# Given instruction 1:
In the entries, take everything from the line containing "[trace] every instance of the pink" down through the end of the entries and write it out again, substituting "red flower arrangement" for "pink flower arrangement" and leaving all else unchanged.

As will be appreciated from the above discussion, actuation of motor 116 by activation assemblies 122, 124, 126, and control of motor 116 by the microcontroller results in longitudinal movement of threaded shaft 130. In an implementation wherein the downhole perforator assembly includes an actuator, threaded shaft 130 is required to move a short distance to exert sufficient force to break certain shear pins or the like before a pressure differential created within the actuator is used to operate the downhole perforator. In an implementation wherein the downhole perforator assembly does not include an actuator, threaded shaft 130 is required to move a distance to exert sufficient force to break shear pins or the like and then continue upward movement for a longer stroke to directly operate the downhole perforator. In preferred embodiments, the stroke length must be sufficient to both extend and retract penetrators of the downhole perforator. Downhole power unit 100 may be preprogrammed to perform the proper operations prior to deployment into the well. Alternatively, downhole power unit 100 may receive power, command signals, or both, from the surface via cable. Once the perforating operation is complete, the downhole perforator assembly of the present disclosure can be retrieved to the surface.
Even though a particular embodiment of a downhole power unit has been depicted and described, it should be clearly understood by those skilled in the art that other types of downhole power devices could alternatively be used with the downhole perforator assembly of the present disclosure such that the downhole perforator assembly of the present disclosure may establish communication between the interior of a downhole tubular and the surrounding annulus.
Referring now to
Slidably and sealingly disposed within outer housing 162 is a mandrel 176. Mandrel 176 includes an upper connector 178 to couple to shaft 130 of downhole power unit 100 or other tool. Mandrel 176 has a radially expanded section 180 including a seal groove having a seal 182 located therein, which provides the sealing relationship with the interior of outer housing 162. Mandrel 176 also has a radially expanded lower section 184.
Actuator 160 further includes a piston 186 slidably and sealingly disposed within outer housing 162. Piston 186 has a radially reduced upper portion 188 positioned above radially expanded lower section 184 of mandrel 176. Radially reduced upper portion 188 includes an exterior seal groove having a seal 190 located therein, which provides a sealing relationship with the interior of outer housing 162. Radially reduced upper portion 188 also includes an interior seal groove having a seal 192 located therein, which provides a sealing relationship with the exterior of mandrel 176. When assembled, an atmospheric chamber 194 is created within actuator 160 between seals 182, 190, 192.

# Given instruction 2:
Does the passage on the downhole perforator assembly support each statement below? Answer yes or no for each, and quote the words that decide it.
(a) Downhole power unit 100 can be preprogrammed before it goes into the well.
(b) Mandrel 176 is held rigidly in place inside outer housing 162.
(c) Atmospheric chamber 194 lies between seals 182, 190 and 192.

# Exercise input:
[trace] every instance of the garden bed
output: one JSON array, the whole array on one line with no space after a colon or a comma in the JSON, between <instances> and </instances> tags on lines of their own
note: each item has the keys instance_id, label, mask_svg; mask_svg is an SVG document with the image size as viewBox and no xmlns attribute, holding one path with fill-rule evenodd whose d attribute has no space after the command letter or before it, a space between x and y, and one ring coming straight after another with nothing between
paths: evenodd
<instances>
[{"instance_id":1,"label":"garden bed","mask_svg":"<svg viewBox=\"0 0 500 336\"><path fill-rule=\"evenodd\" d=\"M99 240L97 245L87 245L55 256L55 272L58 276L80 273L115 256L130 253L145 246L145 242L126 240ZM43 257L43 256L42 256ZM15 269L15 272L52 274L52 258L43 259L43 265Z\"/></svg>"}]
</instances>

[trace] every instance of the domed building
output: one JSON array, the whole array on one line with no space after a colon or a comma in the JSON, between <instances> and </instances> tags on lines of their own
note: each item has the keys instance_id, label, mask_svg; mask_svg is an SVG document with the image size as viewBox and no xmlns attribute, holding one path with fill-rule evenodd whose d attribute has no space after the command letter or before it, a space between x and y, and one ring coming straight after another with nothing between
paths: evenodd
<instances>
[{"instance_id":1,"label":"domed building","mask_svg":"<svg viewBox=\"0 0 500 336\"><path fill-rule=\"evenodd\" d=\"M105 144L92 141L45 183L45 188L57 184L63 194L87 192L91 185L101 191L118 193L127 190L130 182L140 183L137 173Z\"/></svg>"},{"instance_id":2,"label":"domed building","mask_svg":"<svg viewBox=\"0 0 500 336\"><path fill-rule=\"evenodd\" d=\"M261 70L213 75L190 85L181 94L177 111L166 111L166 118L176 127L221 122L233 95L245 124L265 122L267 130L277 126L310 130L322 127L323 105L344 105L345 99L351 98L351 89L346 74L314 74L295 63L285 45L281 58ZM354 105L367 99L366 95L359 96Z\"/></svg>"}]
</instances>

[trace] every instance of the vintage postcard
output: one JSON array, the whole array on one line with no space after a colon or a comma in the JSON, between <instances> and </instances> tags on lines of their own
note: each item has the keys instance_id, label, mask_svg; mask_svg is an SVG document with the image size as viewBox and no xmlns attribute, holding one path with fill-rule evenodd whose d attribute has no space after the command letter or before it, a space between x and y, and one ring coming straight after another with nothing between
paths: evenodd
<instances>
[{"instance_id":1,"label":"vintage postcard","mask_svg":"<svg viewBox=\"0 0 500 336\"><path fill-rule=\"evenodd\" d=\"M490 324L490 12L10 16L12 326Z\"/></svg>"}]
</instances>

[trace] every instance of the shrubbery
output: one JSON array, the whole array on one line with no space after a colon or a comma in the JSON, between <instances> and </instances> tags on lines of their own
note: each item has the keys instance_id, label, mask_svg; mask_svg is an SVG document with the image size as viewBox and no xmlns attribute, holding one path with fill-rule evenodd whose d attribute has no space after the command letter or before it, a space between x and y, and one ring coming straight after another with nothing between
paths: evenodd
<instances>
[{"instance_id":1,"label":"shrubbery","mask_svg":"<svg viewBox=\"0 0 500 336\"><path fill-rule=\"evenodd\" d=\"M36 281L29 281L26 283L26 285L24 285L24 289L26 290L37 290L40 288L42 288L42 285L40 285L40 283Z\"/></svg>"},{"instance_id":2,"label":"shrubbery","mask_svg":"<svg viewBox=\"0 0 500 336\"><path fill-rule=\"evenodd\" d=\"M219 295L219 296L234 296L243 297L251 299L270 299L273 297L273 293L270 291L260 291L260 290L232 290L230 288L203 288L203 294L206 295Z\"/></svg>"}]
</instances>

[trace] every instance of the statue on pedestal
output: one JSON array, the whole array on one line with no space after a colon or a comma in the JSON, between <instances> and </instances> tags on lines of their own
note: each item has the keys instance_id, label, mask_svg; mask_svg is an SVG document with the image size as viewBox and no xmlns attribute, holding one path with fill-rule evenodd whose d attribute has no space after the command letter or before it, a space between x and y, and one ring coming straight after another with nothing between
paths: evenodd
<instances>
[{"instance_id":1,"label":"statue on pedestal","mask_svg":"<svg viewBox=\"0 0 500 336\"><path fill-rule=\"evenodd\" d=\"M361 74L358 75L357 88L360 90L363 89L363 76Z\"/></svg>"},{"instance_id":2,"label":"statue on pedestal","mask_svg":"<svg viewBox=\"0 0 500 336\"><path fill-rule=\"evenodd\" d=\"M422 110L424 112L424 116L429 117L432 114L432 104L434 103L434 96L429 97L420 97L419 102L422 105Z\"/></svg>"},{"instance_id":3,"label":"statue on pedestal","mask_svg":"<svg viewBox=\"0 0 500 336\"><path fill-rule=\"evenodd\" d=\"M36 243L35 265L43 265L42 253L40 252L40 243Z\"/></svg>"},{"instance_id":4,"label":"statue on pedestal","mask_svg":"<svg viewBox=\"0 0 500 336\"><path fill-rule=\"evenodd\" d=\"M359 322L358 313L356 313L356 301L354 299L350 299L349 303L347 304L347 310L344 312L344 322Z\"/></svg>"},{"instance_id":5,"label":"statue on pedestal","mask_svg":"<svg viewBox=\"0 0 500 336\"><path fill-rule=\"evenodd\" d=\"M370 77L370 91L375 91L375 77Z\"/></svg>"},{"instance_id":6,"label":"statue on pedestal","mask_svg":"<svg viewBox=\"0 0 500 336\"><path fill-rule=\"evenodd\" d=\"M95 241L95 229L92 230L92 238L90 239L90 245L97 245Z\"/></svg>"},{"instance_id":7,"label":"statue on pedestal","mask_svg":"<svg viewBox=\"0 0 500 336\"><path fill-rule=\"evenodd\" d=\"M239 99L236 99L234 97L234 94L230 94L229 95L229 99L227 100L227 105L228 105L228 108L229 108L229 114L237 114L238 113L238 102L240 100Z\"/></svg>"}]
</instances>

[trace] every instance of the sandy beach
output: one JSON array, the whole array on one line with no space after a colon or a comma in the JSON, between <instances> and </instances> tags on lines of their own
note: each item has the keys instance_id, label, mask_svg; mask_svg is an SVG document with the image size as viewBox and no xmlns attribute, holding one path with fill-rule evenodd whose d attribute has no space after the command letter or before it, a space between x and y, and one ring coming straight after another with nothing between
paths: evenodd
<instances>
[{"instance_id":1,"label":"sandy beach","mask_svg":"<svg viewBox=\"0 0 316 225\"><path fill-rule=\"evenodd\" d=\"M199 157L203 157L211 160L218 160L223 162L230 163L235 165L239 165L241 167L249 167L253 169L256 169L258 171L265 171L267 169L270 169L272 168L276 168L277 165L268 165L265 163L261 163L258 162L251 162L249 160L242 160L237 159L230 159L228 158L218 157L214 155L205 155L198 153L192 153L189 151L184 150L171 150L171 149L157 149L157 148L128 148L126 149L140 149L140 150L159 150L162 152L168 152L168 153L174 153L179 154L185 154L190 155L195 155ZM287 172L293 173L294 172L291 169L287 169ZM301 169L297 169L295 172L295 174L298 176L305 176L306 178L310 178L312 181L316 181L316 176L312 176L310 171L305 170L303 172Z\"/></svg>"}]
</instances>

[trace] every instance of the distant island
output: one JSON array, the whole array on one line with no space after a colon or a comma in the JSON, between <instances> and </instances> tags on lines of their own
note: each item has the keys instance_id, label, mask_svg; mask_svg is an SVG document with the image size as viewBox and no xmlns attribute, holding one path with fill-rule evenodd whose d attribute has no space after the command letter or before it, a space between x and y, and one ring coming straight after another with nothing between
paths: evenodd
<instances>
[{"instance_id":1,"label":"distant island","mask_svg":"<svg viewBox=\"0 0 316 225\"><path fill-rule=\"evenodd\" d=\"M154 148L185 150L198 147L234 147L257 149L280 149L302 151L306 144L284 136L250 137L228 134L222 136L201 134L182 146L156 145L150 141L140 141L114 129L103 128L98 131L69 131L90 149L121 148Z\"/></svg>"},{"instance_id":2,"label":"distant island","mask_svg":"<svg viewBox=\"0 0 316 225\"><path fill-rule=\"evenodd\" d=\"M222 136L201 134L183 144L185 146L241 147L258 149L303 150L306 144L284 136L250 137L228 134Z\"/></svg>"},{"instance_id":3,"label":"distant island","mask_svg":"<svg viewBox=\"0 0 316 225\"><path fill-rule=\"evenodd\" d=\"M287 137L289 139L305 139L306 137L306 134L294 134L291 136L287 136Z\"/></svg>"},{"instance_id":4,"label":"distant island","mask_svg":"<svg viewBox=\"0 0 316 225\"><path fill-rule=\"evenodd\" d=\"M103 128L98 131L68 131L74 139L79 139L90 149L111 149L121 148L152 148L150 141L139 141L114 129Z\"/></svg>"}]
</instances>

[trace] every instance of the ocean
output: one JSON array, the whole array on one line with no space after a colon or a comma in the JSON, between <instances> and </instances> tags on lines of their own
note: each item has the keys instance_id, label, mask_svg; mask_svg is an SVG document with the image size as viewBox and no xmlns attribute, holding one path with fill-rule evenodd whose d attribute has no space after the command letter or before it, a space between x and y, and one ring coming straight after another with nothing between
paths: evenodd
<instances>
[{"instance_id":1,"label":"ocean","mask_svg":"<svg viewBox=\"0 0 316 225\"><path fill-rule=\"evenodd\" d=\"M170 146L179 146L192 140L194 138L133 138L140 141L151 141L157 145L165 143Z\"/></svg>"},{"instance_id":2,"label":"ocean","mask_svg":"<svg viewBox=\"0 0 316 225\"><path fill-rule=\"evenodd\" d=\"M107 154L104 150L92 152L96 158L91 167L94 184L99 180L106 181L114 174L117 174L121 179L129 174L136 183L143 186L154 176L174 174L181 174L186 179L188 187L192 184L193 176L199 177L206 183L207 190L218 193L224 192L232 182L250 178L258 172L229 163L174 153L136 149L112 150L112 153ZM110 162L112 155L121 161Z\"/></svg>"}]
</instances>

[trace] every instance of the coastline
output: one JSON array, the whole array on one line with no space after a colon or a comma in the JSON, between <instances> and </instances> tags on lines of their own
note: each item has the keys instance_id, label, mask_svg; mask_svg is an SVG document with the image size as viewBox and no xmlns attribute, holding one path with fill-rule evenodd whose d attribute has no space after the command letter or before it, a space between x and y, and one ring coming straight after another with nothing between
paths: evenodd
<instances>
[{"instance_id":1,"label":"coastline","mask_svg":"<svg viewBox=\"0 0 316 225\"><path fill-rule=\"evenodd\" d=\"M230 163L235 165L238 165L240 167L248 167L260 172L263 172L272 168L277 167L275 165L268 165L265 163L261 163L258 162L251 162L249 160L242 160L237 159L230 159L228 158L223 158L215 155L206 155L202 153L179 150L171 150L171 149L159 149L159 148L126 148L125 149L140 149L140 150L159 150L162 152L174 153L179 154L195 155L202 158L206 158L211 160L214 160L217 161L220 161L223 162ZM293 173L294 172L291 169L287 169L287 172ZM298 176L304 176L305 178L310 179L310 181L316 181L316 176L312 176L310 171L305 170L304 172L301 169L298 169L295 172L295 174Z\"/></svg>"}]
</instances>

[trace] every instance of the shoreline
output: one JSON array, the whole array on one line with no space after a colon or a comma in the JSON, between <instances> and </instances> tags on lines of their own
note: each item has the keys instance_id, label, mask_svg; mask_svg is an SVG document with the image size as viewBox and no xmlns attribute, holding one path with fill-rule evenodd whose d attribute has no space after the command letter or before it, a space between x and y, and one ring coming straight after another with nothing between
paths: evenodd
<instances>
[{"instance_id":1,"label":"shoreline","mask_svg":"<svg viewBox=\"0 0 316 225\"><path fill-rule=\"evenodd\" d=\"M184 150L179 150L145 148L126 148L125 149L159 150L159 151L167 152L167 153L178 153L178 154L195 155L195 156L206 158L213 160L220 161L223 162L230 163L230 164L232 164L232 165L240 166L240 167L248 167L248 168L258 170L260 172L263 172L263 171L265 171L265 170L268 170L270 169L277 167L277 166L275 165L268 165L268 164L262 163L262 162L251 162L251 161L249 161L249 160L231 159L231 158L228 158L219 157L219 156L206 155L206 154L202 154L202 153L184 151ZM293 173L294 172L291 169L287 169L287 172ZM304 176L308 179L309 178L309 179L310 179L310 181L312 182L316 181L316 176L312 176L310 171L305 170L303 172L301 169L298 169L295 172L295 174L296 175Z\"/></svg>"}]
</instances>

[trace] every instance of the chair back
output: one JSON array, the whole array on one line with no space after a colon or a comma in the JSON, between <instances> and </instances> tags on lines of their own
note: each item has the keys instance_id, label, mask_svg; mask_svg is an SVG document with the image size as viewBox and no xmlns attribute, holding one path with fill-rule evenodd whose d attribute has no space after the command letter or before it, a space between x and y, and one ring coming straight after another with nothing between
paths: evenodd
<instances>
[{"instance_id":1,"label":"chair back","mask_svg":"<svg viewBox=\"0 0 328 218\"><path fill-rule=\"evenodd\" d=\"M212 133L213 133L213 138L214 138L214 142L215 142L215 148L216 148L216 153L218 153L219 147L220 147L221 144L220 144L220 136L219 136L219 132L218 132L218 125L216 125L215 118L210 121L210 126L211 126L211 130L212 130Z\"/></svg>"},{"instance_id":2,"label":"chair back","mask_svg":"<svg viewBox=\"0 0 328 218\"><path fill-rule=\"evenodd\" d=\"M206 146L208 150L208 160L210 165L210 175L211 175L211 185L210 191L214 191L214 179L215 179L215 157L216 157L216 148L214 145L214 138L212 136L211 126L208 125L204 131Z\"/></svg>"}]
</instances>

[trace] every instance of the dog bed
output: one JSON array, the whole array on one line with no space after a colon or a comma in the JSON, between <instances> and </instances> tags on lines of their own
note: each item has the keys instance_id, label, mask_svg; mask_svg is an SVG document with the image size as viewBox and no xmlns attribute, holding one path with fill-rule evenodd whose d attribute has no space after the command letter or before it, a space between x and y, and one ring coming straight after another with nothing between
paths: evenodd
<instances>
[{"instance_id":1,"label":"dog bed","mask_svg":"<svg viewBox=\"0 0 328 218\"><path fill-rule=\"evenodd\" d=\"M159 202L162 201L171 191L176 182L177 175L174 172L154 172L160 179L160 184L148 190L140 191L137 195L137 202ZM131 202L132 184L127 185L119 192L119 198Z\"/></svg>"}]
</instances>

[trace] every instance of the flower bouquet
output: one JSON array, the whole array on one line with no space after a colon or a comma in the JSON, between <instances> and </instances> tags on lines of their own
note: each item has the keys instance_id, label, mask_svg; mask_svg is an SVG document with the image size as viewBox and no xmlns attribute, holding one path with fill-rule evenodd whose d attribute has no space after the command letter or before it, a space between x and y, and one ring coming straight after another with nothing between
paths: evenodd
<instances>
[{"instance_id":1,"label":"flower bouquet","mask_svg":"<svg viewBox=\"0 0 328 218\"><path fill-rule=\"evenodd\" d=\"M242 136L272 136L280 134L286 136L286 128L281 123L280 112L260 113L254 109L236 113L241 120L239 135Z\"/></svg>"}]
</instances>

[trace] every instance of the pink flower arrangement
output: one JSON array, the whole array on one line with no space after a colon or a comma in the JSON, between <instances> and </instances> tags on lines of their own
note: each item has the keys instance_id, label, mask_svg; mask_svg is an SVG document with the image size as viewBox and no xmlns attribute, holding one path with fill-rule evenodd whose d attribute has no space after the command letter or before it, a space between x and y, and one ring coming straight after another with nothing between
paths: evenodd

# Final answer 1:
[trace] every instance of the red flower arrangement
output: one JSON array, the whole array on one line with no space after a colon or a comma in the JSON, between <instances> and </instances> tags on lines of their own
note: each item has the keys instance_id, label, mask_svg; mask_svg is an SVG document with the image size as viewBox and no xmlns attribute, holding one path with fill-rule evenodd whose d attribute has no space after the command letter or before it, a space between x and y, and one ring coming straight after another with nothing between
paths: evenodd

# Final answer 2:
(a) Yes: "Downhole power unit 100 may be preprogrammed to perform the proper operations prior to deployment into the well."
(b) No: "Slidably and sealingly disposed within outer housing 162 is a mandrel 176."
(c) Yes: "an atmospheric chamber 194 is created within actuator 160 between seals 182, 190, 192."